Ob er sie sieht oder erkennt, ob er sie spürt, wenn sie ihn berührt, ob er ihre Liebe fühlt, ob er Schmerzen fühlt – all das weiß Gloria* nicht, wenn sie ihren Mann in der Betreuungseinrichtung besucht. Wenn sie ihm noch so nahe ist, so ist er doch so fern. Seine offenen Augen blicken ins Leere, kein Wort kommt über seine Lippen. Der Druck ihrer Hand bleibt unerwidert. Auf eine körperliche Reaktion des Menschen, den sie liebt, wartet Gloria seit vielen Monaten umsonst. Daniel* kann sich nicht rühren, wird künstlich ernährt, kann aber selbstständig atmen. Monate lang hat die Familie mit aller Kraft gehofft und gebetet, dass sich Daniels Zustand bessert, leider vergeblich. "Laut Meinung der Ärzte wird er lebenslang ein Pflegefall bleiben", sagt Gloria unter Tränen.
Über den Tag, der ihr Leben veränderte, kann sie kaum sprechen. Gut gelaunt verließ ihr Mann das Haus, um zur Arbeitsstätte zu fahren. Er war dort sehr beliebt. "Er hatte für alle ein offenes Ohr", erzählt Gloria, die es immer noch nicht fassen kann, dass sie mit ihrem Mann seit jenem Tag nicht mehr gesprochen hat, er sie nie mehr umarmt hat. Denn an jenem Tag hatte er einen Unfall, dessen Ursachen bis heute nicht geklärt sind.
Durch viele Operationen konnten die Ärzte seinen Körper wieder zusammenflicken, doch schreckliche Folgen blieben. Jede Stunde, auch nachts, muss bei Daniel durch ein Tracheostoma im Hals der Speichel abgesaugt werden.
Gloria besucht ihren Mann so oft wie möglich in der Woche. "Das Schlimme ist, dass ich nicht weiß, ob er mich hört, ob er mich spürt, dass er für mich nicht greifbar ist", schildert sie ihre Verzweiflung. "Es ist eine Qual, zuzuschauen." Nie habe Daniel gewollt, ein Pflegefall zu werden. Er habe viel gelesen, sei technisch sehr versiert gewesen, habe im Haus gern Hand angelegt und viel selber gemacht, erzählt Gloria und zeigt auf Daniels Lieblingstisch, an dem sie nun alleine sitzen muss.

Vorliegende Zeilen:

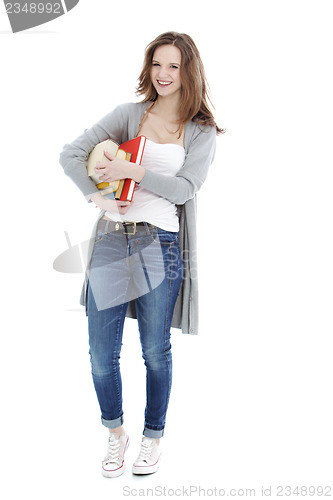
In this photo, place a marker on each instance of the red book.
(134, 151)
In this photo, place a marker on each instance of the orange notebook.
(134, 152)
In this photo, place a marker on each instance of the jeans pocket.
(166, 237)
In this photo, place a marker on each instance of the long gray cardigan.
(122, 125)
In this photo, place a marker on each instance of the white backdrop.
(251, 399)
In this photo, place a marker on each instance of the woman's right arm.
(74, 156)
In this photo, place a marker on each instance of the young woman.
(142, 261)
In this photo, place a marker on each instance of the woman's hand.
(113, 170)
(117, 169)
(110, 205)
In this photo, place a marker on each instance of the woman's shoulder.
(198, 133)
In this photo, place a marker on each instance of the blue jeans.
(145, 267)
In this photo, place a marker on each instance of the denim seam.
(114, 364)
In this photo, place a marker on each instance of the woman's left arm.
(191, 176)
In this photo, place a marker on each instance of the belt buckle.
(134, 228)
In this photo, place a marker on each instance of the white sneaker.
(148, 460)
(113, 464)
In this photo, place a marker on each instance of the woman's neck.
(167, 107)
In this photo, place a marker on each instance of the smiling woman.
(142, 262)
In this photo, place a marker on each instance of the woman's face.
(165, 70)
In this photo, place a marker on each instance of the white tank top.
(146, 206)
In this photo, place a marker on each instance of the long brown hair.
(194, 87)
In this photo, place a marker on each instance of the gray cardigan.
(122, 125)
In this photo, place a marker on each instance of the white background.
(251, 400)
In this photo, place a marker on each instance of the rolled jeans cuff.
(153, 433)
(112, 424)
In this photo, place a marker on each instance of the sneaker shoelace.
(146, 450)
(113, 455)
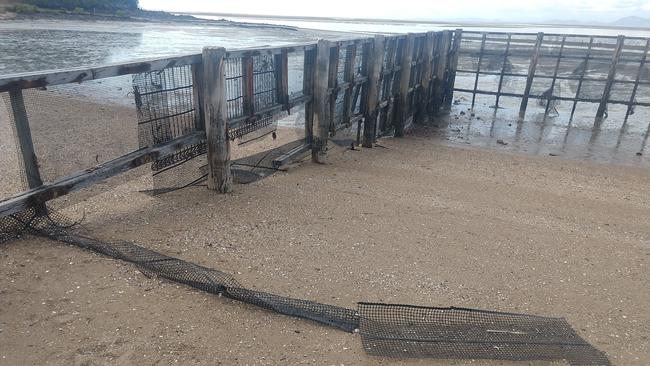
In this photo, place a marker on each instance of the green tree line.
(88, 5)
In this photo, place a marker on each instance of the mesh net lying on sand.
(386, 329)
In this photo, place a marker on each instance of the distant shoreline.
(459, 23)
(141, 16)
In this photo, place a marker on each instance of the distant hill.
(633, 22)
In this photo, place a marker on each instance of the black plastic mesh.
(414, 331)
(386, 330)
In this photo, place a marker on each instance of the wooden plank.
(427, 77)
(197, 96)
(580, 80)
(24, 136)
(602, 107)
(551, 96)
(218, 143)
(350, 70)
(503, 70)
(453, 66)
(39, 195)
(332, 81)
(248, 89)
(282, 77)
(444, 39)
(321, 108)
(370, 111)
(404, 84)
(291, 155)
(309, 67)
(532, 67)
(639, 73)
(478, 68)
(77, 75)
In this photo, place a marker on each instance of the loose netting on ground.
(386, 329)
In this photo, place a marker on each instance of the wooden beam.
(639, 73)
(281, 64)
(503, 70)
(309, 68)
(531, 75)
(39, 195)
(404, 84)
(349, 72)
(371, 110)
(602, 107)
(321, 101)
(248, 89)
(197, 96)
(453, 66)
(581, 79)
(478, 67)
(332, 86)
(427, 76)
(218, 143)
(24, 136)
(78, 75)
(555, 72)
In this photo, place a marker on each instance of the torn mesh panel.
(457, 333)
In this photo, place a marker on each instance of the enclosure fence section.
(600, 71)
(185, 110)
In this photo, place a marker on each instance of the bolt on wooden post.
(214, 109)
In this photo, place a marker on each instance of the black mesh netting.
(386, 330)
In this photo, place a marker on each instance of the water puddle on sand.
(553, 136)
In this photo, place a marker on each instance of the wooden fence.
(384, 83)
(602, 70)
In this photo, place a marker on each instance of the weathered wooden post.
(478, 68)
(214, 108)
(444, 40)
(602, 107)
(24, 135)
(309, 67)
(197, 96)
(531, 75)
(427, 76)
(371, 110)
(639, 73)
(581, 78)
(404, 84)
(554, 80)
(248, 89)
(320, 105)
(506, 53)
(349, 72)
(453, 66)
(281, 64)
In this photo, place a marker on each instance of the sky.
(507, 10)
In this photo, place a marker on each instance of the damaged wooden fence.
(554, 68)
(382, 85)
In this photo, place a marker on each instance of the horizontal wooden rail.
(84, 178)
(78, 75)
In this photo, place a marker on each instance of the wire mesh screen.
(77, 126)
(167, 111)
(234, 88)
(264, 82)
(12, 179)
(413, 331)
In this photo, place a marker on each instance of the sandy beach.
(421, 221)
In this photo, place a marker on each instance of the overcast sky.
(510, 10)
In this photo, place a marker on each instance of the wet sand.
(422, 221)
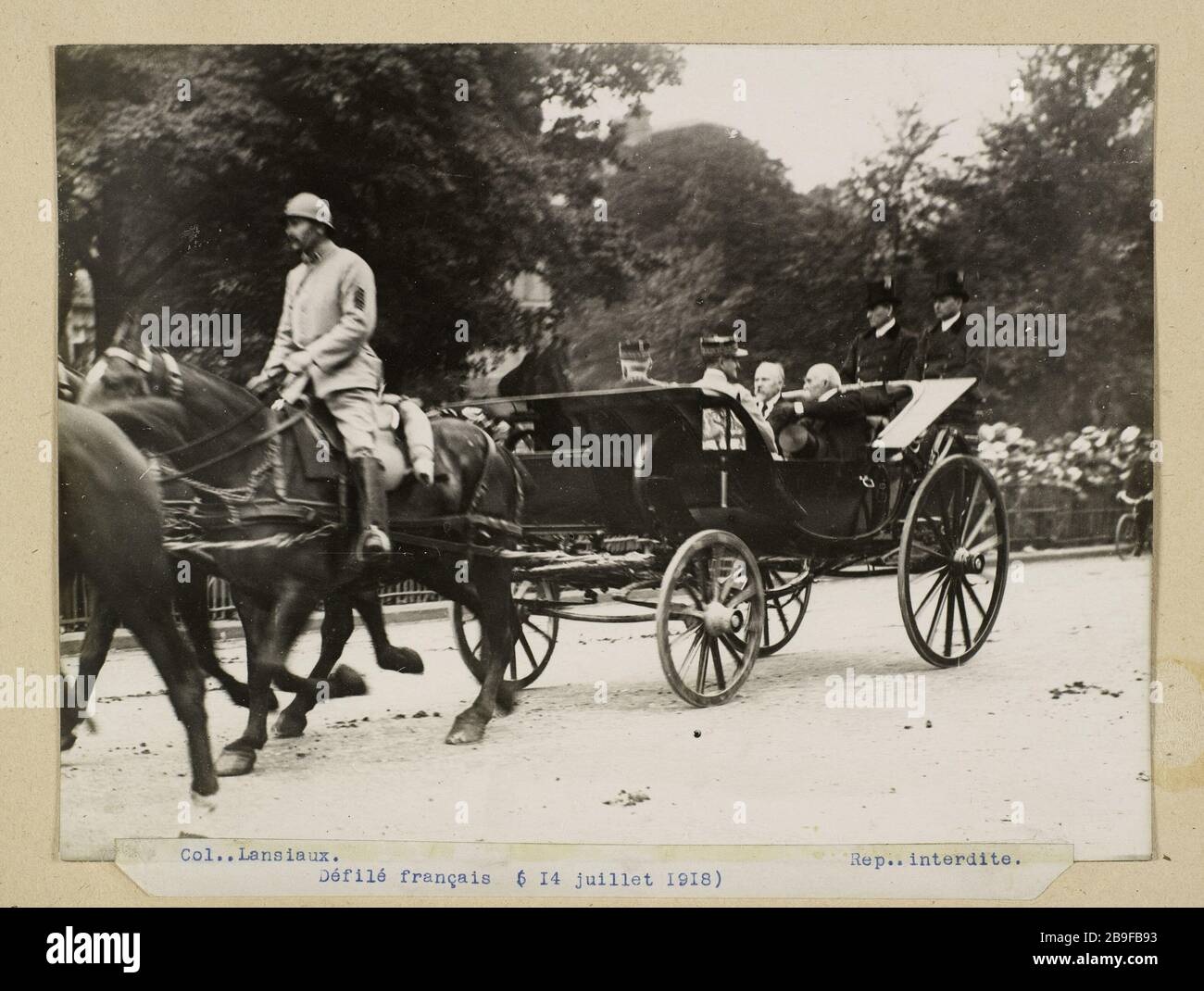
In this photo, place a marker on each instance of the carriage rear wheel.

Ihre Aufgabe: Geben Sie anhand des Textauszugs über Gloria und ihren Mann an, wie oft bei Daniel der Speichel abgesaugt werden muss.

Ihre Lösung: Bei Daniel muss der Speichel jede Stunde abgesaugt werden, auch nachts.